Required action:
Look in the material below for the line with "Return one point per instance of the shark tail" and the line with "pixel 153 204", then set down exactly those two lines and all lines between, nothing more.

Data provided:
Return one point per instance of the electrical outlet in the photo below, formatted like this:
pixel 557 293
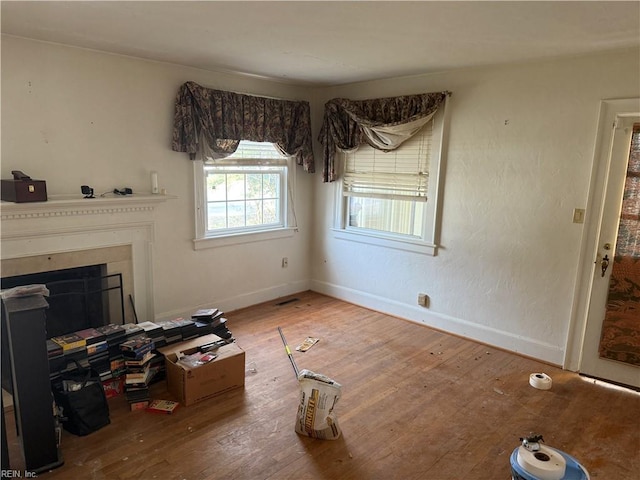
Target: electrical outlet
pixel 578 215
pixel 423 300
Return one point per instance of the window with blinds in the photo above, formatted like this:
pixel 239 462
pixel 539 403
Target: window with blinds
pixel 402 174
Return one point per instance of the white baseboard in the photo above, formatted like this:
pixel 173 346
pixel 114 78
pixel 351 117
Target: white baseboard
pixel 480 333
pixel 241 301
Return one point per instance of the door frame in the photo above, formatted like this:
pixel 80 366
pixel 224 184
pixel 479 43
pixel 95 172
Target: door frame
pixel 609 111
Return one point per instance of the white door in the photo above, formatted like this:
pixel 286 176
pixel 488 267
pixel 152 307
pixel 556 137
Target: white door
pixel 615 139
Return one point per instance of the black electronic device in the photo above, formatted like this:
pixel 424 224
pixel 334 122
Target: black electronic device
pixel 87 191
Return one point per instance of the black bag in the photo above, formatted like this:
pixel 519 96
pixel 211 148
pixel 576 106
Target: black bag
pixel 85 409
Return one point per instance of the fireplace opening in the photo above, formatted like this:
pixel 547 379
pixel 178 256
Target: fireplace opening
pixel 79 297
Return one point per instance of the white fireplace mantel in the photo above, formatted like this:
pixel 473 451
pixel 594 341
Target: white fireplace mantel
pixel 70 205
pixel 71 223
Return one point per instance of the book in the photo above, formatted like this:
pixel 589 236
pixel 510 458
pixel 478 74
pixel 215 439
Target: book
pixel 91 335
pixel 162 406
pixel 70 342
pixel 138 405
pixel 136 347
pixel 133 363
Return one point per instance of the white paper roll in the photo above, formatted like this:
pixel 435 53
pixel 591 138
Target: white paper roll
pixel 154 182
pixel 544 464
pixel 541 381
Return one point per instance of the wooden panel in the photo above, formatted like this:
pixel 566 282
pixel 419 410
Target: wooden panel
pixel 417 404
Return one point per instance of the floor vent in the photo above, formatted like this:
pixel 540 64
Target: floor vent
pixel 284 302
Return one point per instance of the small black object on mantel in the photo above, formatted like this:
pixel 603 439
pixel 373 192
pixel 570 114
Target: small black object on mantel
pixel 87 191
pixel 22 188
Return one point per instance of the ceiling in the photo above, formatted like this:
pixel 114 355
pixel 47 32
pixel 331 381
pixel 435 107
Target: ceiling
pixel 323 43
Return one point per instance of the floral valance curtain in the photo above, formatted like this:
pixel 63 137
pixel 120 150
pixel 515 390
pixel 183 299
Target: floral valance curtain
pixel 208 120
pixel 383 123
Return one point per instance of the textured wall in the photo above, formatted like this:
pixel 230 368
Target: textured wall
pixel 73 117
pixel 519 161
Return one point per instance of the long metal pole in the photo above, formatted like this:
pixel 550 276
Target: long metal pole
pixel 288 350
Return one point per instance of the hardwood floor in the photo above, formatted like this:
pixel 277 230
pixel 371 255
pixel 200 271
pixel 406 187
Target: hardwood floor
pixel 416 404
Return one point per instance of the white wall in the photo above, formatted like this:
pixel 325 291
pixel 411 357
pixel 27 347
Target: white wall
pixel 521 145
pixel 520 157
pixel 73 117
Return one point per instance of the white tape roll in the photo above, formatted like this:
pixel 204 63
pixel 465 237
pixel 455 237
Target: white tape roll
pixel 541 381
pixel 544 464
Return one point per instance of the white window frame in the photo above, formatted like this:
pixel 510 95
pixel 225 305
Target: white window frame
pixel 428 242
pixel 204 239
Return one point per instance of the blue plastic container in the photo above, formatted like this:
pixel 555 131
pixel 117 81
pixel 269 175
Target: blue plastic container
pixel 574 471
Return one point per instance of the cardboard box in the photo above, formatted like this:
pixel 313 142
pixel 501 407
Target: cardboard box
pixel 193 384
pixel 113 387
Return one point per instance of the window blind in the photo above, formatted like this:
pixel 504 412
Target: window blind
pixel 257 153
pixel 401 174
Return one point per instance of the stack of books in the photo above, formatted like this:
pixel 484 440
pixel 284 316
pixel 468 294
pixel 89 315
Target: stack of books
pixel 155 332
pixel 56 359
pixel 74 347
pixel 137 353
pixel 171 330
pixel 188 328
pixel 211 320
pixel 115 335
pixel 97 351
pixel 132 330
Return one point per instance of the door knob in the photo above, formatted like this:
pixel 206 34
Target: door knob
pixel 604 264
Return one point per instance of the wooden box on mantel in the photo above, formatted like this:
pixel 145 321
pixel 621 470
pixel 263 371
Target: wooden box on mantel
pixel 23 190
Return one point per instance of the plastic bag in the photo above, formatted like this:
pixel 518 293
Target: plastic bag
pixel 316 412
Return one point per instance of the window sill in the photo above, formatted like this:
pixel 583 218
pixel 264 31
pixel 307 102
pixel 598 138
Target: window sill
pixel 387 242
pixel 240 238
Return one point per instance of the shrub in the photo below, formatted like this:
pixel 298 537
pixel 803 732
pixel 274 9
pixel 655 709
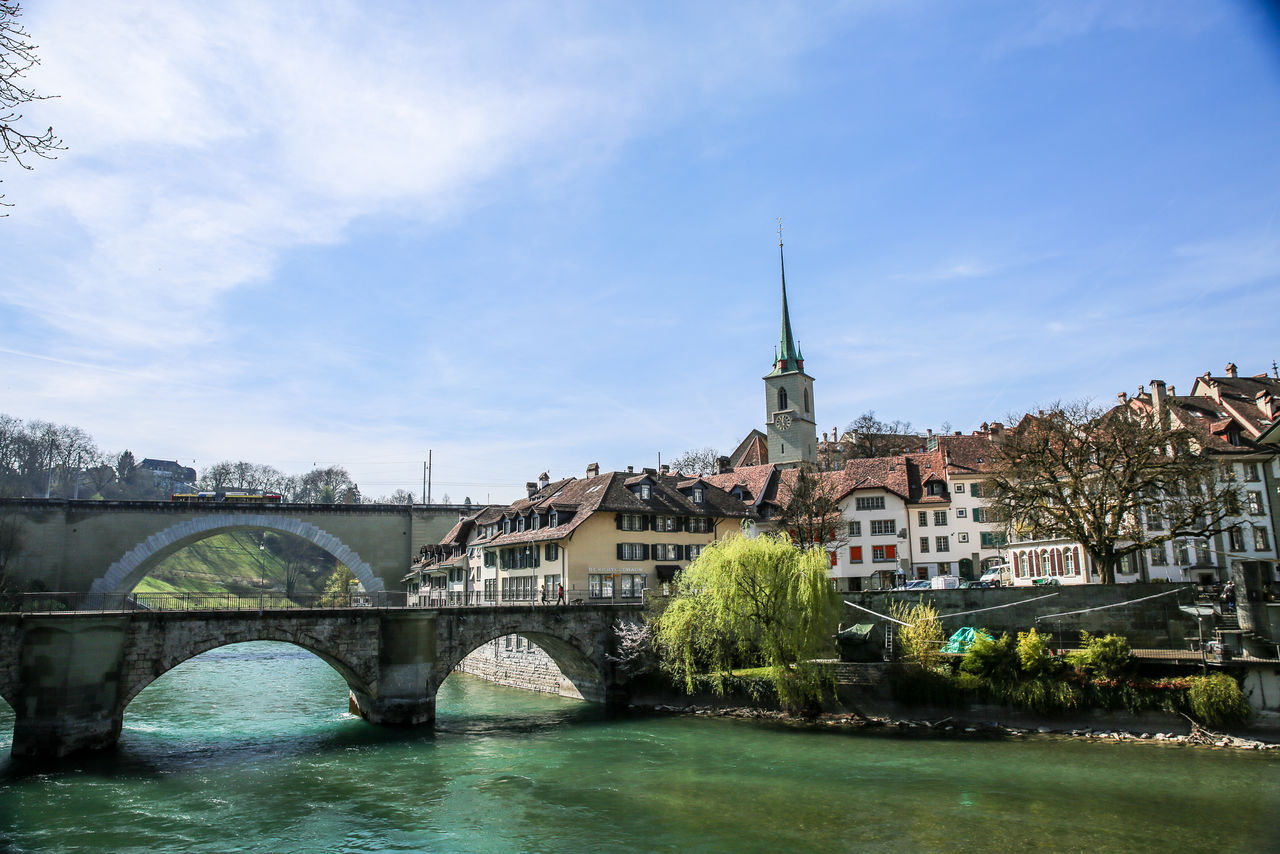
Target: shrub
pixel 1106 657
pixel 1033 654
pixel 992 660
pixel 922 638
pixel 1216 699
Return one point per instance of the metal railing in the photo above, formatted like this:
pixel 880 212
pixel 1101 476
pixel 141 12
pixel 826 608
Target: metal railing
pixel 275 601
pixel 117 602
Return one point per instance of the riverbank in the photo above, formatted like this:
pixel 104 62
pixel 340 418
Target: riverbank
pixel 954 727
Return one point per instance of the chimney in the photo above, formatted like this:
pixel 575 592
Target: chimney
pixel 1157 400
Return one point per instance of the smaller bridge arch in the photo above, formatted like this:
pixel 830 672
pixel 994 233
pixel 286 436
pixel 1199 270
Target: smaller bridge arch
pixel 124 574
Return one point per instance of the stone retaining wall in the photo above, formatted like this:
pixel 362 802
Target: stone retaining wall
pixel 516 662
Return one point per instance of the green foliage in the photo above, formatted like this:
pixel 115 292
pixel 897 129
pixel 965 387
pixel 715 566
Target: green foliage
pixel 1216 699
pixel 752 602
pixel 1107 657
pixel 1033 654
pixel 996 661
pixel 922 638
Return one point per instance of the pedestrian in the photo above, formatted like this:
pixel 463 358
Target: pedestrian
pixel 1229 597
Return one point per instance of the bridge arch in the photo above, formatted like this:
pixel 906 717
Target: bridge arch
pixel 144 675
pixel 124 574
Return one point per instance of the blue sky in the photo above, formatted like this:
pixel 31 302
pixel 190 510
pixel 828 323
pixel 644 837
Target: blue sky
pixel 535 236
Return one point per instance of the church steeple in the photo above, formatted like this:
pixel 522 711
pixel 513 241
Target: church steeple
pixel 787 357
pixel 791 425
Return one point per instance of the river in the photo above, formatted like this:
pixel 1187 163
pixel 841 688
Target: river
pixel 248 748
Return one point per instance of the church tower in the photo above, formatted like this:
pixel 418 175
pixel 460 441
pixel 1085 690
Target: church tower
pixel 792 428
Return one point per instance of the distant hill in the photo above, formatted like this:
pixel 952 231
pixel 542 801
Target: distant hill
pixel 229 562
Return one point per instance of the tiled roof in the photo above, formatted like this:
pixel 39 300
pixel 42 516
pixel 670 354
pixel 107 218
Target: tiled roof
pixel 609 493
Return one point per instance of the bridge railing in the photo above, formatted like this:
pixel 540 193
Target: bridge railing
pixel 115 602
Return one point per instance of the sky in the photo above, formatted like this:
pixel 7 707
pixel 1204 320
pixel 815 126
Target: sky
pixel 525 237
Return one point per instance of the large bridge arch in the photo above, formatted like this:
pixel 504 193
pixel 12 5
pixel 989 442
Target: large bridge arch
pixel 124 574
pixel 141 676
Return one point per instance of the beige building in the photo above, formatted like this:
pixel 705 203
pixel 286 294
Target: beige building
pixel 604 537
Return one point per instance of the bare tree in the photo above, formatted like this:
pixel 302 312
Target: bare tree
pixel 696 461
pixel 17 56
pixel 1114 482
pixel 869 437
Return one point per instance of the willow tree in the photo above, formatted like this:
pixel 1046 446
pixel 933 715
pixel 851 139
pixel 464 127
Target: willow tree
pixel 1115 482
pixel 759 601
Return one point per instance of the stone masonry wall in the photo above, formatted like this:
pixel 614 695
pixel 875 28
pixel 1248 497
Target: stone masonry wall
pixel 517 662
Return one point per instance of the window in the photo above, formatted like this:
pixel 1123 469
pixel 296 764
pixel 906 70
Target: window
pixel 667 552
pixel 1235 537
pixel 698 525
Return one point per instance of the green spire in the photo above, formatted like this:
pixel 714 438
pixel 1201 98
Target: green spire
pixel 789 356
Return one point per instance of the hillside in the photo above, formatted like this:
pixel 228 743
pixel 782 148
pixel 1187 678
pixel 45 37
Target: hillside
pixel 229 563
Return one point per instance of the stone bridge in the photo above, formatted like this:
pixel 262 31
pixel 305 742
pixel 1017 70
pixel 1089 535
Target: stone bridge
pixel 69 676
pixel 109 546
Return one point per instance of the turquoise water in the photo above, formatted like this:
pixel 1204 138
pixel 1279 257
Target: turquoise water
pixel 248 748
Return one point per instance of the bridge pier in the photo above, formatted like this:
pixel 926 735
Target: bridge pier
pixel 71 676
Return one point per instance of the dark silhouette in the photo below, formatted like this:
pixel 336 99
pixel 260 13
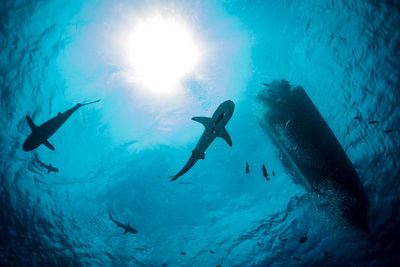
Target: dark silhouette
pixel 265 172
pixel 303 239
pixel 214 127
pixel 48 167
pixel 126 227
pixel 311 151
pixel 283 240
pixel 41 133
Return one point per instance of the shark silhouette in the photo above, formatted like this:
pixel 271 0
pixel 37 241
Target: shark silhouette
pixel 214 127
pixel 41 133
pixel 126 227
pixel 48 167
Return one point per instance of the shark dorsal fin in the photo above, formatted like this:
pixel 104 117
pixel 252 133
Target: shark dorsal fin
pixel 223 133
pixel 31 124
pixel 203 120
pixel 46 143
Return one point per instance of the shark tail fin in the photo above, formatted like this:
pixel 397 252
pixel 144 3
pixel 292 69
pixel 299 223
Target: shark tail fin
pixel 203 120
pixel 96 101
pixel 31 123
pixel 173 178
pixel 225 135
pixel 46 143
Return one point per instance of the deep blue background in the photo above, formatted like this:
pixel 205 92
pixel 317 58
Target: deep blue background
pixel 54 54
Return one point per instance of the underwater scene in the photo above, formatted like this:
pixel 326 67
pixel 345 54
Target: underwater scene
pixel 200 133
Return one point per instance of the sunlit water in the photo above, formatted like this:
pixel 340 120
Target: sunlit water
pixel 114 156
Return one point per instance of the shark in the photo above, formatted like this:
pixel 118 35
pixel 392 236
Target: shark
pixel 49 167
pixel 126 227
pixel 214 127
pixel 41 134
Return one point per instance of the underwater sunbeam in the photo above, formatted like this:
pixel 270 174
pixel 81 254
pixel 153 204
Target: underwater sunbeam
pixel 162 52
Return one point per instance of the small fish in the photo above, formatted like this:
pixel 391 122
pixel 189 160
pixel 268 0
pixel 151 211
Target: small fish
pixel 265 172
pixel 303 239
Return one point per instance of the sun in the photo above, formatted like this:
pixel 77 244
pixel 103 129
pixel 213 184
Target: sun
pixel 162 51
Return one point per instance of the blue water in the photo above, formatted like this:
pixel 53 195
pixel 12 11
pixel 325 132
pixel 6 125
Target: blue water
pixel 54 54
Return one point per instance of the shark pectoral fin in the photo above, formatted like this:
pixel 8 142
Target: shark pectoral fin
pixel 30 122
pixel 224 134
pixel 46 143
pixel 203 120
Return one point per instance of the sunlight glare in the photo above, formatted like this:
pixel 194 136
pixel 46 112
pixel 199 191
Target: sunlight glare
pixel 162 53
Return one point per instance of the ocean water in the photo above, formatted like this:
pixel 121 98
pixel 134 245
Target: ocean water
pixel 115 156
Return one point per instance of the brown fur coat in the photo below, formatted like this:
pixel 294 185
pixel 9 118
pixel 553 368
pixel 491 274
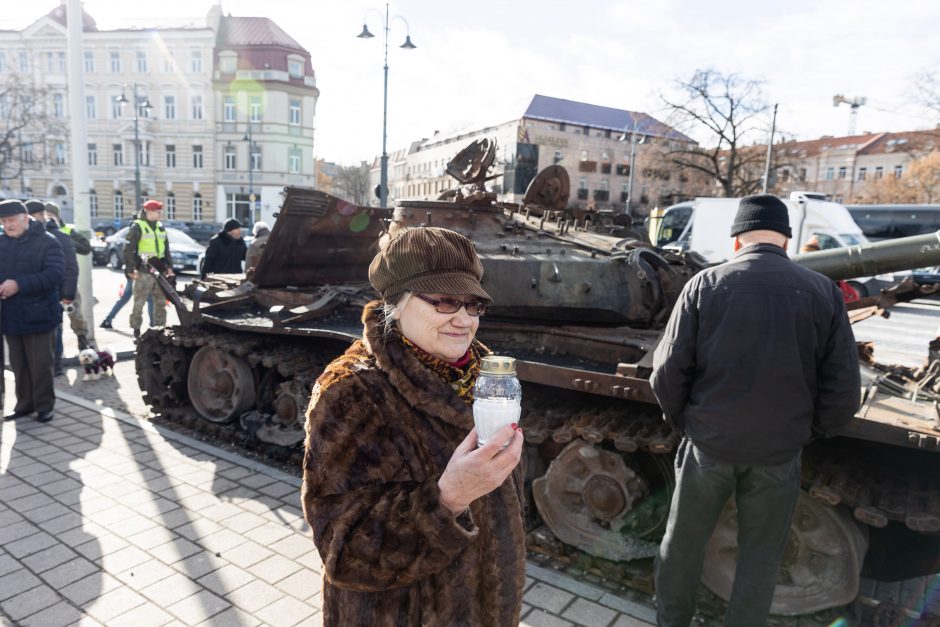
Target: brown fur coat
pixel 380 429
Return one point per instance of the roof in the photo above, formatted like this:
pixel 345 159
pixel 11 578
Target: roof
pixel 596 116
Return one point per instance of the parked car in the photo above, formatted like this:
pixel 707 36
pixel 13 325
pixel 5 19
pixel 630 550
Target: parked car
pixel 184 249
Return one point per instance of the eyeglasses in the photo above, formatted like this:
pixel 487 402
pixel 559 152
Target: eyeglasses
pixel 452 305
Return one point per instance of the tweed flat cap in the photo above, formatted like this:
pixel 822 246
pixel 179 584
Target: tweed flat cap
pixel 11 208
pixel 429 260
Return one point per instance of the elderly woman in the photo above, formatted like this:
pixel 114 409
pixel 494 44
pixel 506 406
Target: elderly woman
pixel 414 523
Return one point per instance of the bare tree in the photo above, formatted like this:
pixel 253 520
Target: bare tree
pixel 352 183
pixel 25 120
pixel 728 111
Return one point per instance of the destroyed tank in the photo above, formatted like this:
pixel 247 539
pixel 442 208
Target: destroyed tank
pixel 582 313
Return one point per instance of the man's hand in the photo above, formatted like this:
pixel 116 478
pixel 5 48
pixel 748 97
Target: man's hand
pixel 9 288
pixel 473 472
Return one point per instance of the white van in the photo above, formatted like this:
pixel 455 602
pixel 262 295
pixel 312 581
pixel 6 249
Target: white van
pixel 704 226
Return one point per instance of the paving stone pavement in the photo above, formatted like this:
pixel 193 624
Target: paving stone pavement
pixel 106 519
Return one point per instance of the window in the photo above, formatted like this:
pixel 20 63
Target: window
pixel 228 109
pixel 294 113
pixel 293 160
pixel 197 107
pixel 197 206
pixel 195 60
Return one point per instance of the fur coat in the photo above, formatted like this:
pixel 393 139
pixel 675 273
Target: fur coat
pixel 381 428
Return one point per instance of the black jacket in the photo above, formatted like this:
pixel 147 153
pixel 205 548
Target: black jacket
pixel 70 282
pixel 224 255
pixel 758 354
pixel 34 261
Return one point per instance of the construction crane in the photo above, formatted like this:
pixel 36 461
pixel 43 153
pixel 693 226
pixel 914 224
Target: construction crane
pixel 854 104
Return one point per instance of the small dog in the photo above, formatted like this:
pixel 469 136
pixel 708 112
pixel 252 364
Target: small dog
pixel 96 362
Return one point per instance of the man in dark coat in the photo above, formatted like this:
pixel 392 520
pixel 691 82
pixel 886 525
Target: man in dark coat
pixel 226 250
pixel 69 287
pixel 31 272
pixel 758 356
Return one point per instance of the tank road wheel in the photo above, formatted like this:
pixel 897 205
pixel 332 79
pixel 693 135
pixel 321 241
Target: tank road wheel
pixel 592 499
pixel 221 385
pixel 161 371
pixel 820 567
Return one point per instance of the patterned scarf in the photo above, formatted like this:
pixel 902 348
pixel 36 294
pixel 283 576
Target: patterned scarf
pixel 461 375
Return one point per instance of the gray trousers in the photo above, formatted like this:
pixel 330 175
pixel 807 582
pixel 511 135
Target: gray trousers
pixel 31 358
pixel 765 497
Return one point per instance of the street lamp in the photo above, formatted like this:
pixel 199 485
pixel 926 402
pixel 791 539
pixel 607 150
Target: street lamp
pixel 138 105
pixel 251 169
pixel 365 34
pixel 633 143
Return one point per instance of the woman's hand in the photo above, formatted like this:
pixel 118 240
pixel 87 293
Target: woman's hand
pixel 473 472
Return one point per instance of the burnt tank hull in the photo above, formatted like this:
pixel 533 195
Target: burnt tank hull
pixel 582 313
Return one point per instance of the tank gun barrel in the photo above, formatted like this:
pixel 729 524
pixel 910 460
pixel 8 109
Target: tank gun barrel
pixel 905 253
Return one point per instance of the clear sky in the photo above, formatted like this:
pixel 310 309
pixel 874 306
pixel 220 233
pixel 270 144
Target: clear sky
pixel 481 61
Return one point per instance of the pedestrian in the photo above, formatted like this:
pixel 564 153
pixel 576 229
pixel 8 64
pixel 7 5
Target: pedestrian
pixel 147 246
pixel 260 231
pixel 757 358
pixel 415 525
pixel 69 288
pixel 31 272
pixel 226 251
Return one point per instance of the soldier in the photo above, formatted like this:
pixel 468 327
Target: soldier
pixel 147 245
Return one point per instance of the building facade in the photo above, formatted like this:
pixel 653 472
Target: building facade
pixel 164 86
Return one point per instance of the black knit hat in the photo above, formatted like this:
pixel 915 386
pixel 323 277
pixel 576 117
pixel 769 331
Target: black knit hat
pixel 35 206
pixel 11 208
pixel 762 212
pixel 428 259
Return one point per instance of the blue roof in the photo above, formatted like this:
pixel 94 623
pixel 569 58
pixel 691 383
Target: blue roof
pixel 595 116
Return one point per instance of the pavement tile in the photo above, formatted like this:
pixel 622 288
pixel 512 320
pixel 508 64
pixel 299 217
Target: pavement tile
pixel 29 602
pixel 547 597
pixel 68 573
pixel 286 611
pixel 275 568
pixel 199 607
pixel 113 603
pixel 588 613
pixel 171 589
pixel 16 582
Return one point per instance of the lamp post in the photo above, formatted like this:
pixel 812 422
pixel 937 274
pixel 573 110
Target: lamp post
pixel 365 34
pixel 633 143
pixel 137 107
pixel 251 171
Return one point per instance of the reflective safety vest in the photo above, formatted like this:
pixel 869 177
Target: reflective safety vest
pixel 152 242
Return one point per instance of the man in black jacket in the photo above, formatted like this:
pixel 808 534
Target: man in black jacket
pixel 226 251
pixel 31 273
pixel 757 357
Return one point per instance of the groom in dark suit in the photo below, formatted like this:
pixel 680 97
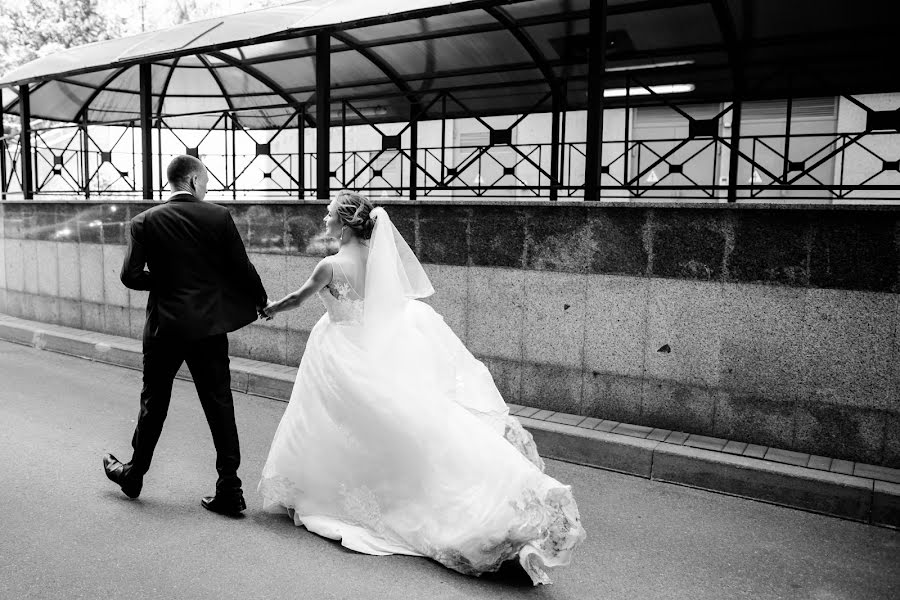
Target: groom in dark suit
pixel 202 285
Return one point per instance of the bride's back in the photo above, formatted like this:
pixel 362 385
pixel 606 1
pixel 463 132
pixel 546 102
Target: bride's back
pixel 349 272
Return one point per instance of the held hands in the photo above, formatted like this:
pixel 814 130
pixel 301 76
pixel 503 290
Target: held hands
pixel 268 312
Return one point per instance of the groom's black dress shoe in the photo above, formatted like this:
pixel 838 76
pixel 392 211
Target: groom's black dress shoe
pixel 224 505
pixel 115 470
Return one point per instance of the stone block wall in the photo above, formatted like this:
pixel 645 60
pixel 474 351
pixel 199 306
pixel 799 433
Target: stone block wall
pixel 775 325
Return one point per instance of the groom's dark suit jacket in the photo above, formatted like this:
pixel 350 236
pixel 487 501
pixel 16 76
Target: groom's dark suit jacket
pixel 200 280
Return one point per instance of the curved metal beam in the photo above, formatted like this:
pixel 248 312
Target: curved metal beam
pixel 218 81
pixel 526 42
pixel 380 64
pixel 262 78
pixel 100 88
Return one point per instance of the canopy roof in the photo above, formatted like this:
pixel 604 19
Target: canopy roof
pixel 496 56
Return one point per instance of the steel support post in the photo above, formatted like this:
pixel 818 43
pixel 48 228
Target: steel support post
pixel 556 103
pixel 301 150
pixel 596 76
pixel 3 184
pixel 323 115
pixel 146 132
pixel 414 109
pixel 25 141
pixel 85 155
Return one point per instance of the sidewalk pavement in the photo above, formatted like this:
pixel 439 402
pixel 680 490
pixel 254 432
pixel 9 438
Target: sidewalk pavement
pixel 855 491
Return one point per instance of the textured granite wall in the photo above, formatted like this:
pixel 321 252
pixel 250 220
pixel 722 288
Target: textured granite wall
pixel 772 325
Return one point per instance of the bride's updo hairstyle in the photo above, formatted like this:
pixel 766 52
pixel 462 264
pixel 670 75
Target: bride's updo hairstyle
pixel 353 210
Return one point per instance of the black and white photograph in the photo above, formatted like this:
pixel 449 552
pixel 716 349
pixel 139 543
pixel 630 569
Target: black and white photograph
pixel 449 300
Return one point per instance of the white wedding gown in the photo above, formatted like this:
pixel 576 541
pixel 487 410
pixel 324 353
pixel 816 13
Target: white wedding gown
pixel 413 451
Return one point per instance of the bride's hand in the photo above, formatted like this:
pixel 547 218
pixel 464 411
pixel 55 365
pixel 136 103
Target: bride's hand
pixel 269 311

Written solution:
Return one point per instance of the shark tail fin in the photo above, formatted like this:
pixel 397 252
pixel 144 3
pixel 292 69
pixel 299 223
Target: shark tail fin
pixel 203 120
pixel 96 101
pixel 31 123
pixel 173 178
pixel 225 135
pixel 46 143
Return one point per instance of the deep blue background in the photo above, formatted like this:
pixel 205 92
pixel 317 58
Target: deep blue background
pixel 54 54
Return one point per instance of the underwater scene in the photo above, formatted like this:
pixel 326 67
pixel 345 54
Target: underwater scene
pixel 200 133
Return one point per instance of the sunlit water in the photo above, formatted like this:
pixel 340 120
Target: sunlit water
pixel 114 156
Return one point per instance of the shark in the photo above, formatted like this:
pixel 118 35
pixel 392 236
Target: shark
pixel 49 167
pixel 126 227
pixel 214 127
pixel 41 134
Return one point per instance of the underwater sunbeam in the photo above, formatted like this:
pixel 270 174
pixel 81 254
pixel 153 204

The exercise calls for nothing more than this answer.